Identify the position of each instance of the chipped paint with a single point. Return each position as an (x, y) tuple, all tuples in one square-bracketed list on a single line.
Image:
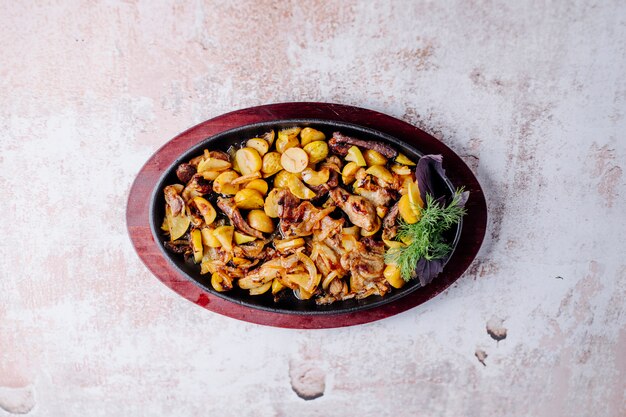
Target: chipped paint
[(530, 94)]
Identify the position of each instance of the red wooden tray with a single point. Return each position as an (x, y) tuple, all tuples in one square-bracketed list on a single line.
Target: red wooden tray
[(137, 211)]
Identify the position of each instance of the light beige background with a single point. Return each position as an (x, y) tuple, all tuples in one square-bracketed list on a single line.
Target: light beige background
[(531, 94)]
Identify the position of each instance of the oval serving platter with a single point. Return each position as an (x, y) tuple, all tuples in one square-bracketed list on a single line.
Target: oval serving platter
[(145, 212)]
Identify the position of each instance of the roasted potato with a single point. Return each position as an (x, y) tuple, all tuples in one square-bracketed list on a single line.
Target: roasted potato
[(317, 151), (223, 184), (249, 199), (308, 135), (271, 164), (260, 221), (248, 160)]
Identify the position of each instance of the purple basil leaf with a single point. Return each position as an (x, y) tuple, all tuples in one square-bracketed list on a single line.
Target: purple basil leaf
[(427, 270), (464, 198), (431, 176)]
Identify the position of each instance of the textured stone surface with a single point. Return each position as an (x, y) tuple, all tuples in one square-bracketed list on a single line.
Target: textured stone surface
[(531, 94)]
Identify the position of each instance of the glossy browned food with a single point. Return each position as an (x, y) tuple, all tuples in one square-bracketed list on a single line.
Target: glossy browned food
[(315, 228)]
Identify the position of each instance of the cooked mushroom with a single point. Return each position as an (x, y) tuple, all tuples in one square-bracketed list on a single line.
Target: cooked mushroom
[(390, 228), (360, 211), (185, 172), (175, 201), (339, 139), (227, 205)]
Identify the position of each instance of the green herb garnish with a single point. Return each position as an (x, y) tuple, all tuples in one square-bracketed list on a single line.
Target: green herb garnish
[(425, 238)]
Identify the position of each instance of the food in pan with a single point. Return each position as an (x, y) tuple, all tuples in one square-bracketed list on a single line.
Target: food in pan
[(329, 218)]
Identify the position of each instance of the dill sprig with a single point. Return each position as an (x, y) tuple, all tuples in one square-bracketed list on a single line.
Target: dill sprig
[(425, 238)]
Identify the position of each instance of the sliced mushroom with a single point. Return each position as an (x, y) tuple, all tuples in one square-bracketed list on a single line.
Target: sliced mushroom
[(227, 205), (338, 140)]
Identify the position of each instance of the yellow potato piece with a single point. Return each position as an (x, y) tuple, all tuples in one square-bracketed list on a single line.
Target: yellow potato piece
[(317, 151), (392, 275), (380, 172), (373, 231), (260, 221), (282, 179), (298, 188), (177, 225), (349, 172), (294, 160), (220, 282), (287, 138), (210, 175), (248, 160), (373, 157), (415, 199), (247, 178), (351, 231), (262, 289), (248, 199), (401, 169), (259, 144), (308, 135), (402, 159), (271, 164), (393, 244), (268, 137), (225, 235), (213, 164), (405, 210), (277, 286), (223, 184), (206, 209), (240, 238), (209, 239), (196, 245), (355, 155), (271, 204), (287, 244), (314, 178), (405, 184), (259, 185)]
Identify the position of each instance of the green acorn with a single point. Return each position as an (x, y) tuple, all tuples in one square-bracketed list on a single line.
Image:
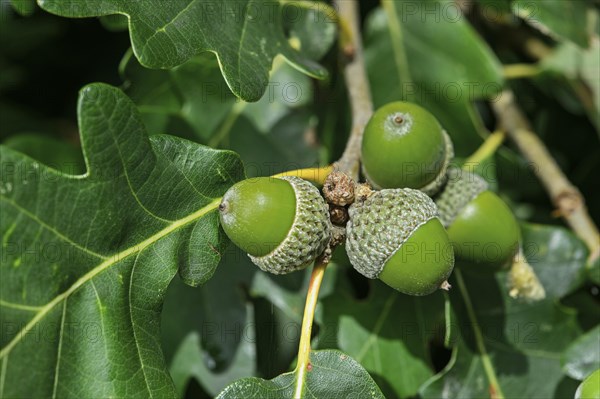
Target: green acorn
[(481, 227), (395, 235), (404, 146), (282, 223)]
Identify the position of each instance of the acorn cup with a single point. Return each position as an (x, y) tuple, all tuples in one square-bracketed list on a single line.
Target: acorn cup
[(404, 146), (395, 235), (282, 223), (481, 227)]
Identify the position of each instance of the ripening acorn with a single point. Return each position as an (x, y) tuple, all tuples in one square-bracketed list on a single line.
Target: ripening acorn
[(282, 223), (395, 235), (590, 387), (404, 146), (482, 228)]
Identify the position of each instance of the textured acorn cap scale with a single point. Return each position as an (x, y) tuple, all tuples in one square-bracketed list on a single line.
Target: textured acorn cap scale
[(308, 236), (462, 187), (380, 225), (481, 227)]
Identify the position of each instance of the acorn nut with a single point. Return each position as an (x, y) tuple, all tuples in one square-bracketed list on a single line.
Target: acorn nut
[(282, 223), (395, 235), (404, 146), (481, 227)]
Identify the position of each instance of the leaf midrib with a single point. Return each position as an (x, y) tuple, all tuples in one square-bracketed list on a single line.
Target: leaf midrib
[(114, 259)]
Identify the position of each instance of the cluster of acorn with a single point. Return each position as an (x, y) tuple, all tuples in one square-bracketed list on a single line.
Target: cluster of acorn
[(406, 232)]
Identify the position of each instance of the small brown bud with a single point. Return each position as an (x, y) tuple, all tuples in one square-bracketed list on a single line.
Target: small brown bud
[(363, 191), (339, 189), (338, 215)]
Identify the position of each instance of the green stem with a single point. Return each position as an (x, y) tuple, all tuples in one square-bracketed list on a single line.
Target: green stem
[(303, 365), (520, 71), (485, 359), (397, 38)]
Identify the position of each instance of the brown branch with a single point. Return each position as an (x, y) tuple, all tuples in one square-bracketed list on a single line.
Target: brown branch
[(357, 83), (563, 194)]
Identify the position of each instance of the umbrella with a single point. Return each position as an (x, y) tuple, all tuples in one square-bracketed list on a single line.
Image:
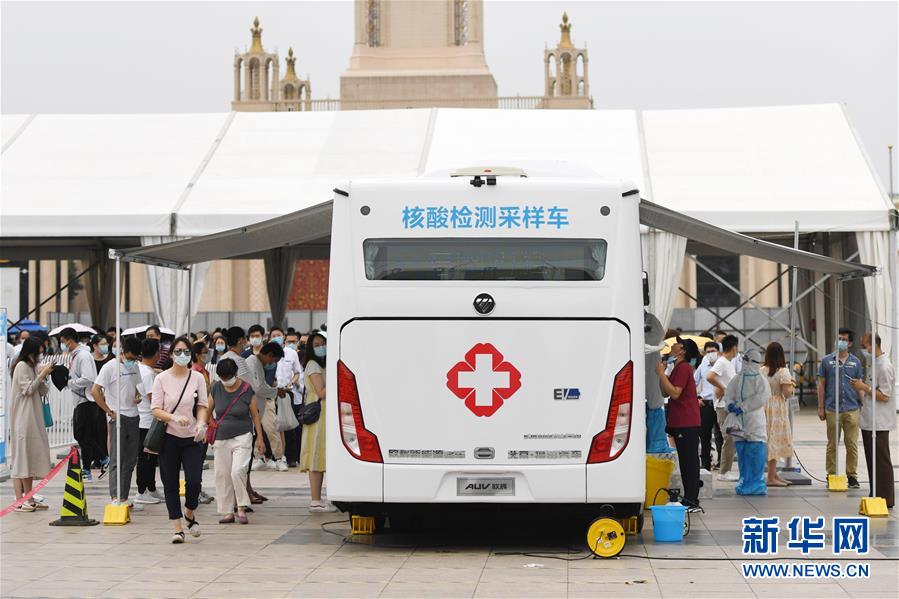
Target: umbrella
[(27, 325), (143, 329), (79, 328), (700, 342)]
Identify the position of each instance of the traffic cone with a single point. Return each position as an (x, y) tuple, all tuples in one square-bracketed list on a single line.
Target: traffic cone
[(74, 504)]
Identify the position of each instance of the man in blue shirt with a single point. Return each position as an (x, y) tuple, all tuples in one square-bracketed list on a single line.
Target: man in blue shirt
[(850, 368)]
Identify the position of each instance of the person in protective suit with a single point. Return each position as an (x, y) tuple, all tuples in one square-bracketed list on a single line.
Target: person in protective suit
[(745, 399), (656, 438)]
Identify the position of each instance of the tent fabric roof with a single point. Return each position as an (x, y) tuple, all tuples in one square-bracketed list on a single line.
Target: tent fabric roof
[(196, 174), (302, 226)]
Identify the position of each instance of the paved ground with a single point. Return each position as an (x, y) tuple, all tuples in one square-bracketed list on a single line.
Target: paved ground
[(286, 552)]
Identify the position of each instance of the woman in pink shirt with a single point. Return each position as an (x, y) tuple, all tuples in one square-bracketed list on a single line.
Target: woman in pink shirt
[(180, 400)]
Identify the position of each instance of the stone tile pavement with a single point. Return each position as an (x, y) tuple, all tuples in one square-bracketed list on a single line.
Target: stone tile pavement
[(287, 552)]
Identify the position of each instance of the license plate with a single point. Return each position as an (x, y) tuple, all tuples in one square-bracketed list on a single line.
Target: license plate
[(466, 486)]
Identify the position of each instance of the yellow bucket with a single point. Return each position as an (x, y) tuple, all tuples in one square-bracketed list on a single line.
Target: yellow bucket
[(658, 473)]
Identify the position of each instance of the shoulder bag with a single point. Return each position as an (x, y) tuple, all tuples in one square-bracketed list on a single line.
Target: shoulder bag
[(213, 425), (156, 433)]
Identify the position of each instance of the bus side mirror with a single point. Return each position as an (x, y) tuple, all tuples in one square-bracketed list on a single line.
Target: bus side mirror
[(645, 289)]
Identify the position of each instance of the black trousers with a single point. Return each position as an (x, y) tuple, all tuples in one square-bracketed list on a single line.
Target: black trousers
[(293, 439), (146, 466), (706, 430), (181, 453), (83, 429), (886, 486), (686, 440)]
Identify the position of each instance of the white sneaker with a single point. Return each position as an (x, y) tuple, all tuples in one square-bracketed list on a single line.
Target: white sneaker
[(146, 497), (320, 508)]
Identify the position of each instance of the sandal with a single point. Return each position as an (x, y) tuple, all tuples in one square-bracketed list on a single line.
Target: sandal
[(193, 527)]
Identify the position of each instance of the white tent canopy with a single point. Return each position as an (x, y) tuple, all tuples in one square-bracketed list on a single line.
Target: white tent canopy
[(166, 174)]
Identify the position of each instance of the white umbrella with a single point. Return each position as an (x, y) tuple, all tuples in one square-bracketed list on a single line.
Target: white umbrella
[(143, 329), (79, 328)]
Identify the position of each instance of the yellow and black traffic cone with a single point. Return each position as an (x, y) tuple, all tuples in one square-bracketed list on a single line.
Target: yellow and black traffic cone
[(74, 504)]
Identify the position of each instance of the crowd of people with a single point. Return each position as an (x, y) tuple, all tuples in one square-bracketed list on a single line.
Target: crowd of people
[(736, 403), (244, 393)]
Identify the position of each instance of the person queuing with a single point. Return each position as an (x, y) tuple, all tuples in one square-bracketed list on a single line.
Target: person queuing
[(745, 399), (180, 399), (884, 409), (721, 374), (146, 462), (312, 453), (683, 414), (115, 392), (847, 418), (266, 361), (82, 373), (236, 418), (777, 415), (29, 447), (708, 417)]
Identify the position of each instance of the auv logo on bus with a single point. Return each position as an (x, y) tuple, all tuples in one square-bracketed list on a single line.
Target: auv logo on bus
[(484, 380), (484, 217)]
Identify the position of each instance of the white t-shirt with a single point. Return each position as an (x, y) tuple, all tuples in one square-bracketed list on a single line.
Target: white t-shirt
[(885, 411), (145, 388), (130, 379), (724, 369)]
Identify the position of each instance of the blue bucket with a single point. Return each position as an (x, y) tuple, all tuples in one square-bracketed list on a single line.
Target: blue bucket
[(668, 523)]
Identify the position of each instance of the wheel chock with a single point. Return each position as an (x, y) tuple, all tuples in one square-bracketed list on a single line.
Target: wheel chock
[(605, 537), (363, 525), (837, 482), (873, 507), (116, 514)]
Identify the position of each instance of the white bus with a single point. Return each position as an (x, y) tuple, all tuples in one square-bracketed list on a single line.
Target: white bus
[(486, 345)]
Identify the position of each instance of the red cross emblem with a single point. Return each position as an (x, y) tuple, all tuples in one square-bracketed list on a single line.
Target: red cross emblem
[(483, 380)]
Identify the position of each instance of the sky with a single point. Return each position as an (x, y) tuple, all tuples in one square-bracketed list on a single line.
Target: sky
[(100, 57)]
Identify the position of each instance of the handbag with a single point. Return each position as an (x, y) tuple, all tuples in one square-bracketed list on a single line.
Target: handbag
[(156, 433), (285, 419), (213, 425), (310, 413), (48, 413)]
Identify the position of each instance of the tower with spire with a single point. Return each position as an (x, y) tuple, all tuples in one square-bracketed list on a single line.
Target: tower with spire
[(565, 73), (256, 81)]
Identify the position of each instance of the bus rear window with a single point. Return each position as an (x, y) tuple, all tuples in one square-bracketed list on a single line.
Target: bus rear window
[(484, 259)]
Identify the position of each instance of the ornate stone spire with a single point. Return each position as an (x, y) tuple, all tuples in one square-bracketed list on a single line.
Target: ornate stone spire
[(257, 37), (565, 42)]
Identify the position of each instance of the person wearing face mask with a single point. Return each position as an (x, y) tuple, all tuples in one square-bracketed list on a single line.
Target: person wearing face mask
[(115, 391), (720, 375), (850, 368), (236, 417), (82, 372), (707, 406), (683, 414), (876, 440), (745, 398), (266, 361)]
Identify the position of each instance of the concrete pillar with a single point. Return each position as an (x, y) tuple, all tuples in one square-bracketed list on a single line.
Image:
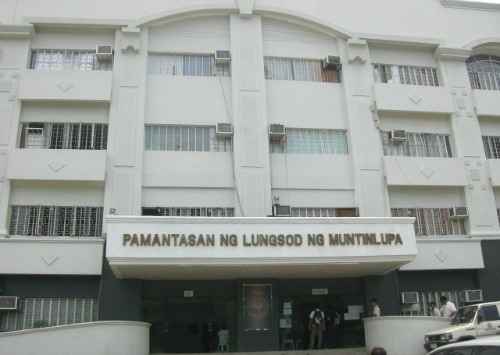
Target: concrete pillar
[(12, 62), (126, 124), (251, 152), (365, 142), (479, 194)]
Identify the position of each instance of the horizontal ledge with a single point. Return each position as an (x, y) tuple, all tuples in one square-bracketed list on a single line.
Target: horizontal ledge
[(259, 220)]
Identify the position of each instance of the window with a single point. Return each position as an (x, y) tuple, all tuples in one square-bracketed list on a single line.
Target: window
[(189, 211), (491, 147), (432, 221), (67, 59), (186, 139), (405, 74), (277, 68), (484, 72), (419, 145), (52, 221), (90, 136), (47, 312), (312, 141), (323, 212), (187, 65)]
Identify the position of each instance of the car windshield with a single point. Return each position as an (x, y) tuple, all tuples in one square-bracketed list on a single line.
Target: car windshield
[(465, 315)]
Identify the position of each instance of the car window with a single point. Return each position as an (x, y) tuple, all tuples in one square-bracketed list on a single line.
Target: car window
[(489, 350), (490, 313)]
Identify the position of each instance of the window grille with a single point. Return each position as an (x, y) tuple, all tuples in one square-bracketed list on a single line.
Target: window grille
[(89, 136), (48, 312), (405, 74), (52, 221), (312, 141), (186, 139), (491, 147), (484, 72), (67, 59), (187, 65), (189, 211), (278, 68), (419, 145), (323, 212), (432, 221)]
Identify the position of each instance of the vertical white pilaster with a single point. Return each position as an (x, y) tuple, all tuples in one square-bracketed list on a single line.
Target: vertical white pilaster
[(479, 194), (365, 142), (126, 124), (251, 151)]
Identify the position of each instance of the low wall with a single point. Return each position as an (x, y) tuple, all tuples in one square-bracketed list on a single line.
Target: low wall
[(401, 335), (96, 338)]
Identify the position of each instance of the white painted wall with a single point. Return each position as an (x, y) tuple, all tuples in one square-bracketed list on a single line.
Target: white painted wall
[(401, 335), (97, 338)]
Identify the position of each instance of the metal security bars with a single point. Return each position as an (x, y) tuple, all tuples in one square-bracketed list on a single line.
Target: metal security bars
[(491, 147), (405, 74), (189, 211), (187, 65), (278, 68), (67, 59), (484, 72), (418, 145), (56, 221), (48, 312), (312, 141), (186, 139), (90, 136), (323, 212), (432, 221)]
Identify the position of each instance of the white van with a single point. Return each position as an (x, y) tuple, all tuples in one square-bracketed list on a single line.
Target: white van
[(470, 322)]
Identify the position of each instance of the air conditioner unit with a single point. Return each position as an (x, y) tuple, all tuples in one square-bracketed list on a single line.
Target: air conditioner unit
[(222, 57), (277, 132), (459, 212), (398, 135), (471, 296), (281, 211), (8, 303), (104, 53), (410, 298), (332, 63), (224, 130)]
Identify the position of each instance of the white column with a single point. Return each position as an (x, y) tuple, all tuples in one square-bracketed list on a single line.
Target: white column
[(251, 143), (365, 142), (466, 130), (126, 124)]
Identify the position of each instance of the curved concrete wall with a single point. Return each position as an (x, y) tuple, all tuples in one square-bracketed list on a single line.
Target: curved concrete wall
[(401, 335), (96, 338)]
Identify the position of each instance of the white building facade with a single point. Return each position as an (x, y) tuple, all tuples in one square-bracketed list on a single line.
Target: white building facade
[(159, 160)]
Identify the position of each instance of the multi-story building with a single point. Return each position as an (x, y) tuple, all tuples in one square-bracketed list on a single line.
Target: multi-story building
[(230, 164)]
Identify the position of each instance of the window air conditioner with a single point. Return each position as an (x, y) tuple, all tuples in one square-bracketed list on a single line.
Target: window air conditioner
[(471, 296), (410, 298), (397, 135), (332, 63), (8, 303), (459, 212), (277, 132), (224, 130), (222, 57), (104, 53), (281, 211)]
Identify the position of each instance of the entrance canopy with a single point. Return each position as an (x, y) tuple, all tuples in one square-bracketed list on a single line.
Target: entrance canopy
[(196, 248)]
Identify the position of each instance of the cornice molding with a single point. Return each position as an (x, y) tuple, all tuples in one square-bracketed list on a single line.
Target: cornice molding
[(471, 5)]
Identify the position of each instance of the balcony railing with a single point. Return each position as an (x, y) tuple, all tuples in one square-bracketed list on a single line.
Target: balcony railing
[(405, 74), (68, 59)]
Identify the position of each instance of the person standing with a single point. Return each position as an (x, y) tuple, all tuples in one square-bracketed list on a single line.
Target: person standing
[(448, 308), (375, 308), (316, 328)]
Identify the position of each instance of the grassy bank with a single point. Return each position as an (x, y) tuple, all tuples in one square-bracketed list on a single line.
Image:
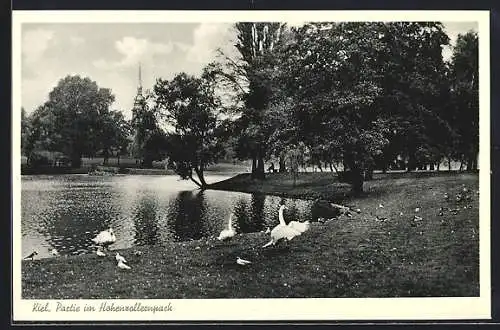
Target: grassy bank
[(381, 252)]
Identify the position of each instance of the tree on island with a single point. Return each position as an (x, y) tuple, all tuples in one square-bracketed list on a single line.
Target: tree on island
[(190, 107)]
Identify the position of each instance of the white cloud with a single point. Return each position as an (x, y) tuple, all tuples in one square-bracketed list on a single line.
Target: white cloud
[(35, 43), (134, 50)]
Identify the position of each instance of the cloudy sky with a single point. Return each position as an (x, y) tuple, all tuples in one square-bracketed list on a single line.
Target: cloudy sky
[(110, 54)]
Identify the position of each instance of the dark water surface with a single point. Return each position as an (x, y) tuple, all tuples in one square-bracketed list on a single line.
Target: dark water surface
[(66, 211)]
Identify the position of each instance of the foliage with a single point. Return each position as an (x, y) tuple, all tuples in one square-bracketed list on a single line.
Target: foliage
[(464, 116), (70, 120), (149, 141)]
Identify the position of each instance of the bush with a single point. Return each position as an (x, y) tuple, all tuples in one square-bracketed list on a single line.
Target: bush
[(37, 160)]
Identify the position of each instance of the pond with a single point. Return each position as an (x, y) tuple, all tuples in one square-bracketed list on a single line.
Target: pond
[(66, 211)]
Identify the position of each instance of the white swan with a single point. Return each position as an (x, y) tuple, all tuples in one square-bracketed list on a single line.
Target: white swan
[(229, 232), (105, 238), (282, 230), (242, 262), (121, 265), (119, 258)]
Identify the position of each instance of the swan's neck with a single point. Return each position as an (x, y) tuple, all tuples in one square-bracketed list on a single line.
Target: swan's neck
[(280, 216)]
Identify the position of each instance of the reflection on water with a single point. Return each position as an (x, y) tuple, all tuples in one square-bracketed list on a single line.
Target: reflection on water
[(65, 212)]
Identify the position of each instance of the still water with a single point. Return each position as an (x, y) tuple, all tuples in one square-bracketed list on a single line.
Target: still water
[(66, 211)]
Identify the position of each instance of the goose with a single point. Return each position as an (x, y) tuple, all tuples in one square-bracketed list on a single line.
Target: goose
[(121, 265), (31, 256), (105, 238), (229, 232), (119, 258), (282, 230), (242, 262)]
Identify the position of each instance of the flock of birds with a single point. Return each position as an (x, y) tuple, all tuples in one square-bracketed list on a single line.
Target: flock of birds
[(282, 231)]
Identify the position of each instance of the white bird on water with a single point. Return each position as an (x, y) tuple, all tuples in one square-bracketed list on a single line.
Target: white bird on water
[(242, 262), (121, 265), (105, 238), (282, 230), (119, 258), (229, 232)]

◆ **WORK INSTRUCTIONS**: Return the lines of the listing unchanged, beginning at the line that contains "Identify the position of each instance of the balcony" and stopping after the line that contains "[(464, 116), (70, 120), (149, 141)]". Leave the pictures out.

◆ **EXERCISE OUTPUT**:
Identify the position of each instance of the balcony railing with a single point. Return each position as an (x, y) tuple, all tuples in one square-bracketed list on a single line.
Target: balcony railing
[(405, 74), (68, 59)]
Identify the position of each instance of the person standing with a single point. Return each position as an (x, y) tuple, all tuples in one square-bracketed list on a single line.
Target: person standing
[(448, 308), (375, 308), (316, 328)]
Identify the position of each instance of the grassy bank with a single point. Return each position as an (x, y) tuple, all tuples in one square-bracketed list on a single line.
Image:
Target: grassy bank
[(381, 252)]
Identify the position of each instance of the tree on island with a single point. Return each position as an (x, y) tuple, all tuples in one square-bracketed list on a single line.
Target: tree on island
[(190, 107)]
Identify the position of each instance of the white cloud with a single point. Return each position as an (x, y) tuple, all tuples in one square-bracketed list on a single line.
Target: white cloud
[(35, 43), (134, 50)]
Identify the position of each instance of the cloudy sky with a single point. Return each position as an (x, y) tuple, all tuples in one square-bracketed list on a single line.
Target: cloudy sky
[(110, 54)]
Identify the position of each instance of the dark water surface with a single point. Return each position as an (x, y) tuple, all tuples in one square-bracketed list on a single line.
Target: dark water surface
[(66, 211)]
Identify the position of each instance of the foliage with a single point. Return each position as an (x, y) tuple, all tuples in one square-bracketed list on a single line.
Target: foliage
[(464, 116), (70, 120), (149, 141)]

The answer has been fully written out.